→ **What this task involves**:
Reproduce all the entries, matching the original word for word.

/---

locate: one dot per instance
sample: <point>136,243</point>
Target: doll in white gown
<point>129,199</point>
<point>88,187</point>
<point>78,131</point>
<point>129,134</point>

\---

→ **Output of the exercise**:
locate: one dot per instance
sample: <point>136,243</point>
Target: doll in white gown
<point>129,199</point>
<point>88,187</point>
<point>78,131</point>
<point>129,134</point>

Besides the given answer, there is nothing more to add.